A Associação Brasileira Interdisciplinar de AIDS (ABIA) lamenta veementemente o conteúdo do Manual do Treinador, elaborado pela Fifa com o aval dos ministérios da Saúde, Educação e Esportes. O material, que vem sendo distribuído aos professores do ensino fundamental nas cidades-sede da Copa do Mundo, representa um retrocesso no debate sobre o HIV e a AIDS no Brasil.
O conteúdo mostra que os especialistas da Fifa tratam as questões relacionadas ao HIV e à AIDS de forma conservadora, uma vez que recomendam aos professores que ensinem às crianças o valor da abstinência sexual e da fidelidade ao parceiro não infectado na prevenção ao HIV e à AIDS.
O documento também utiliza uma linguagem inadequada e desrespeitosa ao associar a expressão “Jogue Limpo” às práticas ditas “saudáveis” na prevenção do HIV/AIDS – o que relembra as campanhas coercitivas do início da epidemia. Em outras palavras, o material faz alusão ao tema como algo “sujo”, menosprezando os direitos humanos das pessoas vivendo com HIV/AIDS. A abordagem infeliz planta o preconceito, a estigmatização e estimula o isolamento social desse grupo.

• Para responder:
A – No texto sobre o Manual do Treinador, reescreva de forma mais curta o parágrafo que começa com "O conteúdo mostra que", mantendo as informações principais.
B – Dê a continuação do texto sobre o Manual do Treinador a partir da última frase.
As linhas abaixo vêm de outra fonte.

• Dados fornecidos:
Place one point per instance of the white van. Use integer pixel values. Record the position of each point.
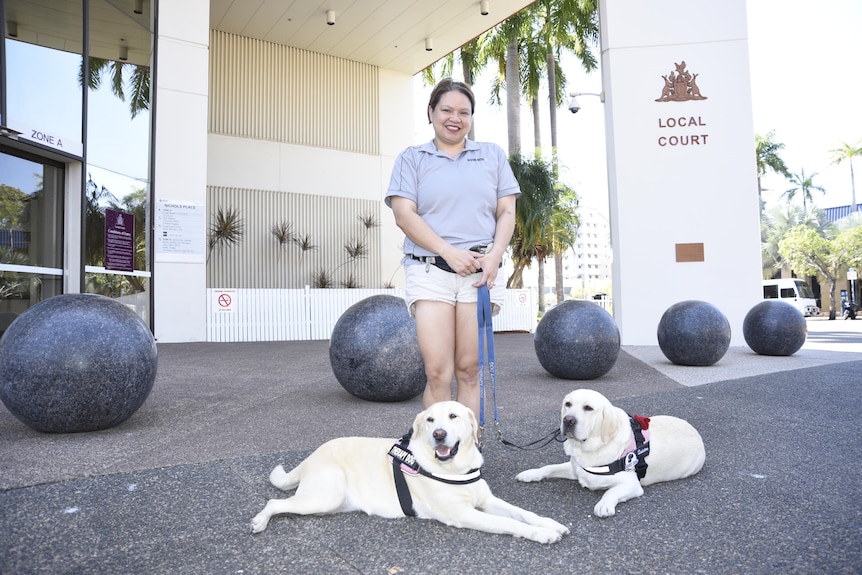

• Respostas:
A – Os especialistas da Fifa tratam o HIV e a AIDS de modo conservador. Eles recomendam que os professores ensinem às crianças a abstinência sexual e a fidelidade ao parceiro não infectado como forma de prevenção.

B –
É lamentável que o governo brasileiro tenha permitido a circulação deste manual que pertence ao “Programa Fifa 11 pela Saúde”, cujo objetivo, ironicamente, destina-se a ser um “programa de educação séria sobre saúde”.
Diante deste cenário, reafirmamos nosso posicionamento já divulgado, em primeira mão, na reportagem “O legado da Fifa na saúde e educação”, produzida pelo portal da Escola Politécnica de Saúde Joaquim Venâncio/Fiocruz, com ampla repercussão.
E reforçamos nossa indignação ao fato de um órgão como a Fifa ter “autonomia” para reproduzir um material já utilizado em 2010 na África do Sul na contramão da defesa dos direitos humanos, sem levar em consideração as especificidades culturais, políticas e sociais de um país como o Brasil.
Além disso, embora, de acordo com o Ministério da Saúde, na versão atual os custos deste programa sejam de responsabilidade da Fifa, questionamos o uso de recursos públicos neste projeto, na medida em que os governos locais terão que ceder seus professores e alunos para participarem do programa. Sugerimos que estes recursos locais e o tempo precioso dos professores e alunos sejam mais bem aproveitados com o uso de materiais educativos culturalmente mais adequados, politicamente mais progressistas, e cientificamente mais corretos, produzidos no Brasil por especialistas que conheçam a trajetória da prevenção no país.
Enfatizamos que uma mera errata ao material, já anunciada pelas autoridades do governo, não produzirá o mesmo impacto social desta ação em curso. Portanto, a ABIA, que foi fundada em 1986 e desde então tem monitorado e incidido em políticas públicas de saúde com foco específico nas políticas de enfrentamento à epidemia de AIDS, recomenda fortemente que o material seja retirado de circulação.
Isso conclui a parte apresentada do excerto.